- [所给摘录]

━━━━━━━━━━━━━━━━

Message Passing
Time Limit: 10000/5000 MS (Java/Others) Memory Limit: 131072/131072 K (Java/Others)
Total Submission(s): 1184 Accepted Submission(s): 420
Problem Description There are n people numbered from 1 to n. Each people have a unique message. Some pairs of people can send messages directly to each other, and this relationship forms a structure of a tree. In one turn, exactly one person sends all messages s/he currently has to another person. What is the minimum number of turns needed so that everyone has all the messages?
This is not your task. Your task is: count the number of ways that minimizes the number of turns. Two ways are different if there exists some k such that in the k-th turn, the sender or receiver is different in the two ways.
Input First line, number of test cases, T.
Following are T test cases.
For each test case, the first line is number of people, n. Following are n-1 lines. Each line contains two numbers.

━━━━━━━━━━━━━━━━

- [提取信息]
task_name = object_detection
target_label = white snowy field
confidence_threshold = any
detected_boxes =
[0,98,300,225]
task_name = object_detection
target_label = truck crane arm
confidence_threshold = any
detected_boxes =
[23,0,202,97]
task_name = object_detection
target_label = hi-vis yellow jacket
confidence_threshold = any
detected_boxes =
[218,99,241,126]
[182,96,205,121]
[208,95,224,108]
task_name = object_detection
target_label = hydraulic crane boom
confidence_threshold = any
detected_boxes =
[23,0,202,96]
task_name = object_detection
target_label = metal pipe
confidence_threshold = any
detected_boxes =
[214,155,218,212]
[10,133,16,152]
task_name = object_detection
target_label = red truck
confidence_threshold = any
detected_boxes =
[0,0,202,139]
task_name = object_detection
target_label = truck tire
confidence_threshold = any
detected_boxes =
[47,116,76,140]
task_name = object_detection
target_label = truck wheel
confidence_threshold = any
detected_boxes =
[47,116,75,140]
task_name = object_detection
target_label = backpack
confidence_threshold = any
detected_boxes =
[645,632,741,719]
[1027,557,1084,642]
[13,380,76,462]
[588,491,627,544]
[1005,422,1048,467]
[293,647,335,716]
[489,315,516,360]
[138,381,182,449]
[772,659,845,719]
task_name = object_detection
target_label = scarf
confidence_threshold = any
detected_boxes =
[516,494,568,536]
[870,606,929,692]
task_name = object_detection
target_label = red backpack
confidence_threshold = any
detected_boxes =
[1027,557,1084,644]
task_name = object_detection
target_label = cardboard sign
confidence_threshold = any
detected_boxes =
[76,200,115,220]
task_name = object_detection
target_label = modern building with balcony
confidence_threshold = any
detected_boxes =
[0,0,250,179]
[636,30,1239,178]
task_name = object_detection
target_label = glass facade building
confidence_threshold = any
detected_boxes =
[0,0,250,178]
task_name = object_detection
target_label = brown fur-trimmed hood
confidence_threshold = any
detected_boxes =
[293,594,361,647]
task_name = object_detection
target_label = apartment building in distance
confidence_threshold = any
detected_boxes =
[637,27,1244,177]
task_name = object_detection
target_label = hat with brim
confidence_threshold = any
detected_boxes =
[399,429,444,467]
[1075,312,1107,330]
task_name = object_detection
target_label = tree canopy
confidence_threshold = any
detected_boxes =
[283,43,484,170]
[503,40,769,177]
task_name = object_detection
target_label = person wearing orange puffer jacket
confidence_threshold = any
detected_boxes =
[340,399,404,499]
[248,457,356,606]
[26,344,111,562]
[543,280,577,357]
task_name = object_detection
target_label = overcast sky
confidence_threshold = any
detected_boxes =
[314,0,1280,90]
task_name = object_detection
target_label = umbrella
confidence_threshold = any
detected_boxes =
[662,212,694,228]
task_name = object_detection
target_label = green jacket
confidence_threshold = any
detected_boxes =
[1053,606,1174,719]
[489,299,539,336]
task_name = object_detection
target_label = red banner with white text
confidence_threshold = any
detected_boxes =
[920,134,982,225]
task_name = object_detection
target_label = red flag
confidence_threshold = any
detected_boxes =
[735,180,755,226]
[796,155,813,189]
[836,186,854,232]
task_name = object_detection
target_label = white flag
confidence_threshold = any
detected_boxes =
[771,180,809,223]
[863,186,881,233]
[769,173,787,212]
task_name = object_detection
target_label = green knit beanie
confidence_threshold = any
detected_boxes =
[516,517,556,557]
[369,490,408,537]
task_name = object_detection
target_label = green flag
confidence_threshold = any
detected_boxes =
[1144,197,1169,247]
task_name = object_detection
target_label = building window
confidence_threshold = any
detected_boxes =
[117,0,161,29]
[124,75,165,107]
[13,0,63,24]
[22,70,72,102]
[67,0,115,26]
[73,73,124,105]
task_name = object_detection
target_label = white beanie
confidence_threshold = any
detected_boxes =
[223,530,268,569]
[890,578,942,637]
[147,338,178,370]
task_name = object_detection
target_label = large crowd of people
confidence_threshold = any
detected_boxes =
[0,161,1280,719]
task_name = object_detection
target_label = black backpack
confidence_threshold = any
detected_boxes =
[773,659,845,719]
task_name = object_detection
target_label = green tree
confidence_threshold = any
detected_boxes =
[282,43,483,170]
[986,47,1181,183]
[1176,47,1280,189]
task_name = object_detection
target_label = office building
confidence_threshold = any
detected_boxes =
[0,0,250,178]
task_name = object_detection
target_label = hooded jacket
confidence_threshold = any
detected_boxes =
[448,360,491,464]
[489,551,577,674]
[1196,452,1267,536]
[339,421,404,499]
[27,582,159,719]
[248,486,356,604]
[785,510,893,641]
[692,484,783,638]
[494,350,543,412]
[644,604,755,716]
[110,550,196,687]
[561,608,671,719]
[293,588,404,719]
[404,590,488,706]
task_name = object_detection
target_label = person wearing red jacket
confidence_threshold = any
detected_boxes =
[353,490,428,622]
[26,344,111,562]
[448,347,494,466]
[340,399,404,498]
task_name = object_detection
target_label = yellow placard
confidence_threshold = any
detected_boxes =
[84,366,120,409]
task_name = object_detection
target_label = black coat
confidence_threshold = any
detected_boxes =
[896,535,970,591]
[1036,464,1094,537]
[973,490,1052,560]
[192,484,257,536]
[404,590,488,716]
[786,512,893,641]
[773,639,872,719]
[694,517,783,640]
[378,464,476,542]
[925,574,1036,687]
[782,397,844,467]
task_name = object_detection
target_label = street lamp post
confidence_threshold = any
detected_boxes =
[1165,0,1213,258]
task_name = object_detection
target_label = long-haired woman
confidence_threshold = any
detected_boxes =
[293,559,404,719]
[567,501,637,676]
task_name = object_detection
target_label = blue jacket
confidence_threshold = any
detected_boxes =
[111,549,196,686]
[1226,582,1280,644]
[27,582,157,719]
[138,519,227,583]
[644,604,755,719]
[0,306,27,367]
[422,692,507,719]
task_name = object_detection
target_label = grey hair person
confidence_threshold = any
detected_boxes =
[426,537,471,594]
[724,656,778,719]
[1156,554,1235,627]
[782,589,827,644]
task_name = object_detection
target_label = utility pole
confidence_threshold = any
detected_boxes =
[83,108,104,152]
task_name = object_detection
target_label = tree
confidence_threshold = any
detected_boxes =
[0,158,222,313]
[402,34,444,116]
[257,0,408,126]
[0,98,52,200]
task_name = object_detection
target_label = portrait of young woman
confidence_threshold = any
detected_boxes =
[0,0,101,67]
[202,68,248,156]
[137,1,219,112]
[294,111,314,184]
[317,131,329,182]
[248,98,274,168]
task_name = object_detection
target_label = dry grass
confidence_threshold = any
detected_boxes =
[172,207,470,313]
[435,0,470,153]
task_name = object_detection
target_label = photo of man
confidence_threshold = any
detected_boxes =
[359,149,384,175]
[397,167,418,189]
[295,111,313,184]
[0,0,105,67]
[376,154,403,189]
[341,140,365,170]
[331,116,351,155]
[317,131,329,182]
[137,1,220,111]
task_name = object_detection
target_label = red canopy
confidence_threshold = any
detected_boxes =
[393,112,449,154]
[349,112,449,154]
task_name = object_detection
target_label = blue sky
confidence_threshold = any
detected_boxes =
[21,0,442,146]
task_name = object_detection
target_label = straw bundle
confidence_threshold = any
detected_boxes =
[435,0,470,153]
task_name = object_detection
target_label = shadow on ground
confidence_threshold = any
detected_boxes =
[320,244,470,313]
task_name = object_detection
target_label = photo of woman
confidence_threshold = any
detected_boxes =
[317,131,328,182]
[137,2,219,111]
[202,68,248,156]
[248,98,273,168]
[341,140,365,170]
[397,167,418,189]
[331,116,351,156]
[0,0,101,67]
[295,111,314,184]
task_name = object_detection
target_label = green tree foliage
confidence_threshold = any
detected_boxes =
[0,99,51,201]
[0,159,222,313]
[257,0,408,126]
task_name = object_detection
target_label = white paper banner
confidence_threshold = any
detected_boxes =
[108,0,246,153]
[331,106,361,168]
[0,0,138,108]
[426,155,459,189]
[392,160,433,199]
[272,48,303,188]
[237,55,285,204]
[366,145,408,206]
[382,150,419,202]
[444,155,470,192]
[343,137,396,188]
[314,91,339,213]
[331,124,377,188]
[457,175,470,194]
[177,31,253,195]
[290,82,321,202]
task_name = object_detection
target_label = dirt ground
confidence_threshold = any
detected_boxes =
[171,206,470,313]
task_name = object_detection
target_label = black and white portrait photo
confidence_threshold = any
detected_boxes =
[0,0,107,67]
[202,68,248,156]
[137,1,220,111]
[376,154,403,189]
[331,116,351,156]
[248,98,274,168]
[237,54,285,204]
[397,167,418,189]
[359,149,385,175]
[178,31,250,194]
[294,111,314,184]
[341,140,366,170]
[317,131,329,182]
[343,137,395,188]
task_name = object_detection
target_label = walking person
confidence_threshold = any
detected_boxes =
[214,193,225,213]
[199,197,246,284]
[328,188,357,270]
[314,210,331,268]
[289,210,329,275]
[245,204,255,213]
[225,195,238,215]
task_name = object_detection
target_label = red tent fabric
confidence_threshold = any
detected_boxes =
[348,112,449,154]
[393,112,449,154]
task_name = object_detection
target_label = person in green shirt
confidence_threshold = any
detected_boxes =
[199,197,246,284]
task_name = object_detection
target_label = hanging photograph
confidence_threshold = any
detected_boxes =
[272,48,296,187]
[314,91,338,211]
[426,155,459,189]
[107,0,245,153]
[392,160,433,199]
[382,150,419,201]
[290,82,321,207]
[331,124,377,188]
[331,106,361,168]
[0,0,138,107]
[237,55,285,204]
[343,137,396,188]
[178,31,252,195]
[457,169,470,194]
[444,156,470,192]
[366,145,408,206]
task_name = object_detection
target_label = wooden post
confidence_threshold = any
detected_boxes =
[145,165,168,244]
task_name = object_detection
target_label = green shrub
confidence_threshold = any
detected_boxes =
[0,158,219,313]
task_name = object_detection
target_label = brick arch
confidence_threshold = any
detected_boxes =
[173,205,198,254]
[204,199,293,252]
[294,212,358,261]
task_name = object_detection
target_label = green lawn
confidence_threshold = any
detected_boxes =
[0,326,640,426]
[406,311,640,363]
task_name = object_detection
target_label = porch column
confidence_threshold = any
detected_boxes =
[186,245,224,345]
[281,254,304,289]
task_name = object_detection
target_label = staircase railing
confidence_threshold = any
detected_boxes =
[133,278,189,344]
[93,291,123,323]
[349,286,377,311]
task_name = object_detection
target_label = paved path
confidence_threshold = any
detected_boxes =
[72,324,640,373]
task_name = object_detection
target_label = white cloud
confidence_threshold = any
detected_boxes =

━━━━━━━━━━━━━━━━

- [简短任务 1] 在消息传递题目中，能直接互发消息的人之间的关系构成了什么结构？
- [简短任务 2] 下列说法是否与消息传递题目相符？(a) 每一轮中，恰好有一个人把自己当前拥有的全部消息发给另一个人。(b) 本题真正要求的是算出最少需要多少轮。(c) 输入的第一行是人数 n。
- [简短任务 3] 请从消息传递题目的最后一句之后接着往下写。
这些记录与消息传递题目毫无关联。

- [预期输出 1] 一棵树。

- [预期输出 2]
(a) 是。"In one turn, exactly one person sends all messages s/he currently has to another person."
(b) 否。"This is not your task. Your task is: count the number of ways that minimizes the number of turns."
(c) 否。"First line, number of test cases, T."

- [预期输出 3]
Sum of all n <= 1000000.
Output T lines, each line is answer to the corresponding test case. Since the answers may be very large, you should output them modulo 10
9+7.
Sample Input
2
2
1 2
3
1 2
2 3
Sample Output
2
6
Source 2013 Multi-University Training Contest 6
思路来源于:点击打开链接
题意: 一个有n个节点的树,每个节点存有一份独一无二的信息,要求用最小的步数,把每个节点的信息共享给所有的节点,问最小步数的方案有多少种。
思路: 通过分析能知最小步数为边的两倍2*(n-1),方案为先将所有信息汇集到一个点,然后再从这个点发散到所有边,这样的策略是最优的。比如先汇集到u点的方案数,那么就是以u点为根的树的拓扑排序数,现在问题变为求树上每个点的拓扑排序数,用树形dp解决。 DFS一次,记录dp[u], cnt[u]。dp[u]为以u为根节点的子树的拓扑排序数,cnt[u]为以u为根节点的子树的节点的个数。假设v1,v2为u的两个子树,那么v1, v2合并后的拓扑排序数为:sum = dp[v1]*dp[v2]*C( cnt[v1]+cnt[v2], cnt[v1]);(C为组合数公式)对于u的所有儿子,可以采用两两合并的方法。这样可以得到根的拓扑排序数。
求以u为中心节点的拓扑排序数dp[u](即u为整棵树的根节点):再次DFS一遍。
设u的父亲为fa,t为fa除去u子树的树,那么有 dp[fa]=dp[t]*dp[u]*C(n-1,num[u]);
将u看做跟时,合并t子树和原来的子树,有 dp1[u]=dp[u]*dp[t]*C(n-1,num[u]-1); 联立两个式子,有dp1[u]=dp[fa]*num[u]/(n-num[u]); 答案即为∑dp[u]^2.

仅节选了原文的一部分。